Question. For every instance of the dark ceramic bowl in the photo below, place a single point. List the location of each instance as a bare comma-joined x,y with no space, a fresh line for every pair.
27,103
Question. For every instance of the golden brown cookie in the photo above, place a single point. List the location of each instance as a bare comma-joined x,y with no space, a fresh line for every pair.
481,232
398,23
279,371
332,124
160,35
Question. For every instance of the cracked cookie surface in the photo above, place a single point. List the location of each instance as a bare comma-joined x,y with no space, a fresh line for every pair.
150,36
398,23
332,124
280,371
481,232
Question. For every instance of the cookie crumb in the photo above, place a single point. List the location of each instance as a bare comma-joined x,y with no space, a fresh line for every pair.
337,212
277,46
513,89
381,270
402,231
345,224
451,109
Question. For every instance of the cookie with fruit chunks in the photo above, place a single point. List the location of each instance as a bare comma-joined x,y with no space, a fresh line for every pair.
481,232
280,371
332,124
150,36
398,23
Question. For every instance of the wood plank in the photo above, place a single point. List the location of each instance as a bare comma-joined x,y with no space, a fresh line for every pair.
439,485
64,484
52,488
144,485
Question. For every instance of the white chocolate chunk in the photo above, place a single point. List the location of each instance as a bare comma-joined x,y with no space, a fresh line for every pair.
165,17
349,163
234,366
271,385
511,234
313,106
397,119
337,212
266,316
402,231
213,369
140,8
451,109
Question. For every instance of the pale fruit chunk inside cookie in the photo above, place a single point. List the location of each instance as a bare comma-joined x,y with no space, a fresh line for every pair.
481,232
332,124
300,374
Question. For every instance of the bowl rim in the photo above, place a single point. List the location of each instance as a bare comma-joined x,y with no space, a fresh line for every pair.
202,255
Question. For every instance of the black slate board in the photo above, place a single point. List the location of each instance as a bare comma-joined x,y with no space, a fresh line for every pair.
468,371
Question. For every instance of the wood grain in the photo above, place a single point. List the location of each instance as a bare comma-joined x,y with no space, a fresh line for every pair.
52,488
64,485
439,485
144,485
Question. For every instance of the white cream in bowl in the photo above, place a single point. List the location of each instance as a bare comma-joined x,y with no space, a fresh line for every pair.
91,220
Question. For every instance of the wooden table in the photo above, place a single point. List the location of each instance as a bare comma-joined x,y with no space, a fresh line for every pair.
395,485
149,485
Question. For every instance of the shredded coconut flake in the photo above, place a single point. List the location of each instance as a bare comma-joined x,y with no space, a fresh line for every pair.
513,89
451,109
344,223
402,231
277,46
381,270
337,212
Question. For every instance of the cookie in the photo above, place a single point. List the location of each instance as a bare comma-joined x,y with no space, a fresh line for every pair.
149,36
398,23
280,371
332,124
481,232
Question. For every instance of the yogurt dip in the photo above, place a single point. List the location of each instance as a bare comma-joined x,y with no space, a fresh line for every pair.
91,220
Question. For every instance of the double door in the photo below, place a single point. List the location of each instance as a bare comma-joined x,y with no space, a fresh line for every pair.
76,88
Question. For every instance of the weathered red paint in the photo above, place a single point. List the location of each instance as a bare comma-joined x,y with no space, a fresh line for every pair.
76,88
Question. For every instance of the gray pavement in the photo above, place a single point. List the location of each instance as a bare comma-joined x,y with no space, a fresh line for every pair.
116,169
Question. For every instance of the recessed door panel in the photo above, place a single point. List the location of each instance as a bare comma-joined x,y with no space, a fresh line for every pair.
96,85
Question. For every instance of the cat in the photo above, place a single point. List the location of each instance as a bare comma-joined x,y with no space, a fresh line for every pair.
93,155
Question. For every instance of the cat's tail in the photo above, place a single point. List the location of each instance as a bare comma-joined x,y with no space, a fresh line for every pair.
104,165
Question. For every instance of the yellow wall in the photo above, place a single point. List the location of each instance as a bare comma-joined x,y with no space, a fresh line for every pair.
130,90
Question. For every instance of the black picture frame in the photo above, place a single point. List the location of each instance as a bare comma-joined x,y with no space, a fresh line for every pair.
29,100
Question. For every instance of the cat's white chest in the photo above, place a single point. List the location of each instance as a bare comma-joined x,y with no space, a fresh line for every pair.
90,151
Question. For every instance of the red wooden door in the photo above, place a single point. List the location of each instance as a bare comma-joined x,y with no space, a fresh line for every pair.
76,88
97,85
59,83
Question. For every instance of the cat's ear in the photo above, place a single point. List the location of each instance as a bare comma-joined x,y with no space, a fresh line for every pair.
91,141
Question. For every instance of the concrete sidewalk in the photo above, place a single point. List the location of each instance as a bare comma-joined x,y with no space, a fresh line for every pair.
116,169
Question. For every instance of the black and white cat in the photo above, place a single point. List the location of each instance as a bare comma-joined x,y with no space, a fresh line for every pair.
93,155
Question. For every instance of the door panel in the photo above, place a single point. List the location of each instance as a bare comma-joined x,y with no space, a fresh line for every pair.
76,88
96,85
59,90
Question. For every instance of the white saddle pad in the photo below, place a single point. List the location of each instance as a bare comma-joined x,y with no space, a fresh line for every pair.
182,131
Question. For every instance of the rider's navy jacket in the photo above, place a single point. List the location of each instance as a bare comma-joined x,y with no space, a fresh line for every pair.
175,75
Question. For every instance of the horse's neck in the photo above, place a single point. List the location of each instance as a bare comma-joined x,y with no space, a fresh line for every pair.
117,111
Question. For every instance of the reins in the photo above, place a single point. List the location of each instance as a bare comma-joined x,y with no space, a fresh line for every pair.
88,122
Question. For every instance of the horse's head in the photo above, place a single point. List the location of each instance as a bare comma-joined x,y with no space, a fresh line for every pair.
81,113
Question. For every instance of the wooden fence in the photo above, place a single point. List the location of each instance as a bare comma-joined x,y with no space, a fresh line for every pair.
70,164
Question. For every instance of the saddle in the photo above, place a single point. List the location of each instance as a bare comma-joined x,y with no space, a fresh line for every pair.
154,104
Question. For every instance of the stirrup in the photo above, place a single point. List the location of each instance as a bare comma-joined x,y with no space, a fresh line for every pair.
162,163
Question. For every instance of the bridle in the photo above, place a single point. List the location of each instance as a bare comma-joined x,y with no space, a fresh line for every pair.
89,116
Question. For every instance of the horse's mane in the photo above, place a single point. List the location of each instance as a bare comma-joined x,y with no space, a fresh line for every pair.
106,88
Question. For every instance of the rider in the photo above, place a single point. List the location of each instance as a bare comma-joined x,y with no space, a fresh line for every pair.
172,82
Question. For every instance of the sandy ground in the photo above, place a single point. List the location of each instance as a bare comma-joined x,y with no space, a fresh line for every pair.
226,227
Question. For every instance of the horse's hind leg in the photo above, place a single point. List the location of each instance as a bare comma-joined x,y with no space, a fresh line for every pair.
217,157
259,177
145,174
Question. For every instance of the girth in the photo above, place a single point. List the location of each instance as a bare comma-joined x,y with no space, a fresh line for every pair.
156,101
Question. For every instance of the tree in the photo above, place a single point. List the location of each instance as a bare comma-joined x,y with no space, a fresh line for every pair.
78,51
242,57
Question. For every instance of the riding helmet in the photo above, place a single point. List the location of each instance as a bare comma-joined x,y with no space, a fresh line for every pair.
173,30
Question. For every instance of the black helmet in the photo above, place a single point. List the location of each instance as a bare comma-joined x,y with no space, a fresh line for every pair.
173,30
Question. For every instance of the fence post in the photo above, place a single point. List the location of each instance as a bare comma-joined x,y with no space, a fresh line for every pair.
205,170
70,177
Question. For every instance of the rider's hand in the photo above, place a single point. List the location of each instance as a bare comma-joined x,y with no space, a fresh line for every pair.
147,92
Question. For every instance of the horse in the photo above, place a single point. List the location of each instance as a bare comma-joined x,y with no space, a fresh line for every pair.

= = = = =

Prompt: Find the line with "Question. For every instance of the rider in" in the listing above, then write out that line and each remaining line exactly, with no other text.

The solution:
Question. For every instance of the rider in the photo above, place a single point. List the location of each instance as a bare comma-joined x,y with no space, a fresh line for every pair.
172,82
Question. For every instance of the sandy ground in the photo above, place a single point. List the location of each instance as a bare comma-joined x,y with no space, a fresh line for every pair.
226,227
Question. For every instance of the horse's hind leg in the photo above, place a single point. List the location of each instance as a bare comma-joined x,y with no space, a fresh line for every pair.
217,157
259,177
145,174
Question. For every instance of the girth in the photo above, place a single point. List the location of each instance as a bare comma-joined x,y with no space, a fresh line for every pair.
156,101
Question. For every instance of the tree in the photo above, place a single point. List the location of each instance as a bare comma-joined x,y with no space, a fresh line for every pair.
78,51
242,57
Question. For every instance of the riding helmet in the photo above, place a single point. List the location of each instance as a bare comma-joined x,y with no space, a fresh line for every pair.
173,30
Question. For every instance of the black helmet in the photo above, place a single point. List the location of each instance as a bare comma-joined x,y with no space, a fresh line for every pair.
173,30
Question. For every instance of the fence post in the photo above, place a single point. List the location of each instance as a bare comma-joined x,y with no space, a fresh line for every pair.
205,170
70,177
Question. For every instance of the rider's hand in the photo above, place a single point. List the location of each instance as a bare comma-joined x,y with no space, a fresh line for every pair.
147,92
Question. For every instance of the horse in the photo above, place a single point. List the location of each instance as a bare comma-joined x,y with no space, a fresh line for every pair.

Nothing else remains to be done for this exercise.